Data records
((

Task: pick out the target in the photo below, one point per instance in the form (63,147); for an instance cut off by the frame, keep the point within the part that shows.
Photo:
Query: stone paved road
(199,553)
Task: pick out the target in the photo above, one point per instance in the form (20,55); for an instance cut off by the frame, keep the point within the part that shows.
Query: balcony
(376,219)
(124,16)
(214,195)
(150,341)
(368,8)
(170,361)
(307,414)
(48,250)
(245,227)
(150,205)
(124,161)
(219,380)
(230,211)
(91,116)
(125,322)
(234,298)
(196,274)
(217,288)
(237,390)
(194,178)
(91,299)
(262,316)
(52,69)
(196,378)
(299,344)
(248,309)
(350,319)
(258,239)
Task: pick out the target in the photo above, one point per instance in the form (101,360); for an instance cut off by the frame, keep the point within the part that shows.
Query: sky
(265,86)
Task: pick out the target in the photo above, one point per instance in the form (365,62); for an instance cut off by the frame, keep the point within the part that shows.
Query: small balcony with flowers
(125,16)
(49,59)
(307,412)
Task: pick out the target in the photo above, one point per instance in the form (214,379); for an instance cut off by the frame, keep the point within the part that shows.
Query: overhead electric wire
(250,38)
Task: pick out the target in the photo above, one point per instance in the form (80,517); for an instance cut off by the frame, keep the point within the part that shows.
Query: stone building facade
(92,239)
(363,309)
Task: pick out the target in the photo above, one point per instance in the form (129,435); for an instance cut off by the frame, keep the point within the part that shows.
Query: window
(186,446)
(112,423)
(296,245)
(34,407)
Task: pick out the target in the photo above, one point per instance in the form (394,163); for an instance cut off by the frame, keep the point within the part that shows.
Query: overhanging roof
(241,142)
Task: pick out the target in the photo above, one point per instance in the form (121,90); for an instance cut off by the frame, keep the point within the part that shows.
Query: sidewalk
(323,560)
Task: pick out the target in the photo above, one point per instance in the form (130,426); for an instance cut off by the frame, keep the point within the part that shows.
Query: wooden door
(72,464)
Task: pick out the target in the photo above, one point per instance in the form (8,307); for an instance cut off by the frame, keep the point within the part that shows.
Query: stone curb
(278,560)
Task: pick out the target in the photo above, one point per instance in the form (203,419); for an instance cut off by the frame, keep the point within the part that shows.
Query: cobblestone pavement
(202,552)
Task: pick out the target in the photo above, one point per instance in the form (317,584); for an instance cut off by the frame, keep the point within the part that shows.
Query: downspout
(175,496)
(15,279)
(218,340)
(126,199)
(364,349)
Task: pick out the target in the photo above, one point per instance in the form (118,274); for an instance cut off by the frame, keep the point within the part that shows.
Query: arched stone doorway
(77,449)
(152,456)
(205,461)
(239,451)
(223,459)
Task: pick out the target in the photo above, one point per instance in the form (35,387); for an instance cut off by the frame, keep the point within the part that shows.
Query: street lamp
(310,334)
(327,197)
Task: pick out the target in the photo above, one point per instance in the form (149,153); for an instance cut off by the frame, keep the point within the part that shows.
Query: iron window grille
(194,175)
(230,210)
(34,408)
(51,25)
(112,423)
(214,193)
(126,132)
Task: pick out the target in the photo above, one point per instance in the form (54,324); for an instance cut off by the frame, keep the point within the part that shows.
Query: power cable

))

# About this task
Restate each entry above word for word.

# Answer for the task
Task: pick out the target in the photo below, one point per instance in the form (63,147); for an instance cut off by the frame, keep the point within the part that shows.
Photo:
Query: stone paved road
(199,553)
Task: pick out the target in the photo above, one point per instance in the form (20,55); for an instance cut off by the frame, keep the point within the part that shows.
Query: balcony
(376,219)
(124,16)
(214,195)
(150,341)
(368,8)
(170,361)
(307,414)
(48,250)
(245,227)
(150,205)
(124,161)
(219,380)
(230,211)
(91,116)
(125,322)
(234,298)
(196,274)
(217,288)
(237,390)
(194,178)
(91,299)
(262,316)
(52,69)
(196,378)
(299,344)
(248,309)
(350,319)
(258,239)
Task: pick out the target in the photo above, one point per instance in the form (101,360); for an instance cut off by the frame, keep the point within the part that shows.
Query: sky
(265,86)
Task: pick out the target in the photo above, one point per instance in the form (365,62); for an instance cut off by the frame, keep the point within the part that shows.
Query: small balcony with flowers
(125,16)
(49,59)
(307,412)
Task: pick out the target in the photo above, one point per instance in the form (214,379); for an instance cut off by the frame, keep the point within the part that shows.
Query: overhead electric wire
(250,38)
Task: pick out the target in the photo above, one point per instance in the form (80,517); for an instance cut off by the frame, keep the point within the part that shows.
Query: stone building facade
(92,239)
(363,309)
Task: pick out the target in the photo above, one point per instance in the form (129,435); for an instance cut off by the frame, keep the point within the part that shows.
Query: window
(186,446)
(112,423)
(296,245)
(34,407)
Task: pick out the target in the photo above, one point per instance in the form (394,163); for an instance cut off by the frame, keep the point within the part that shows.
Query: overhanging roof
(241,142)
Task: pick out the target in the photo above, one point per instance in the form (121,90); for an instance cut off by the frame, keep the point within the part that shows.
Query: sidewalk
(323,560)
Task: pick out the target in the photo above, one point per instance in the form (130,426); for an instance cut off by the frame, keep the point within the part that shows.
Query: wooden door
(72,464)
Task: pick out the target in the photo above, one point per instance in the form (8,307); for an instance cut off by the frame, keep the point within the part that shows.
Query: stone curb
(278,560)
Task: pick out the target in the photo above, one point per instance in the form (203,419); for an instance cut off by the frame, keep the point within the part that shows.
Query: cobblestone pavement
(202,552)
Task: pick out the target in the photo above, one point per instance in the form (317,584); for an instance cut off by the frame, keep the point within the part that shows.
Query: downspout
(175,496)
(15,279)
(218,340)
(126,199)
(364,349)
Task: pick out the target in the photo above, one point per instance in the form (118,274); for an instance cut off by the frame, keep the point within the part that shows.
Query: arched stone doorway
(77,449)
(152,456)
(205,461)
(239,451)
(223,459)
Task: pick out the target in the photo above, one point per instance in the form (35,387); for an instance cut off by the frame, keep the point within the part that shows.
Query: street lamp
(310,334)
(327,197)
Task: pick out the target in the photo above, one point per instance in the form (149,153); for an instance cut off by the frame, keep the point within the part that shows.
Query: iron window grille
(194,175)
(230,210)
(34,408)
(51,25)
(112,423)
(214,193)
(126,132)
Task: pick out the target in the photo above, one point per instance in the form (54,324); for an instance cut off by the frame, keep the point within the part that shows.
Query: power cable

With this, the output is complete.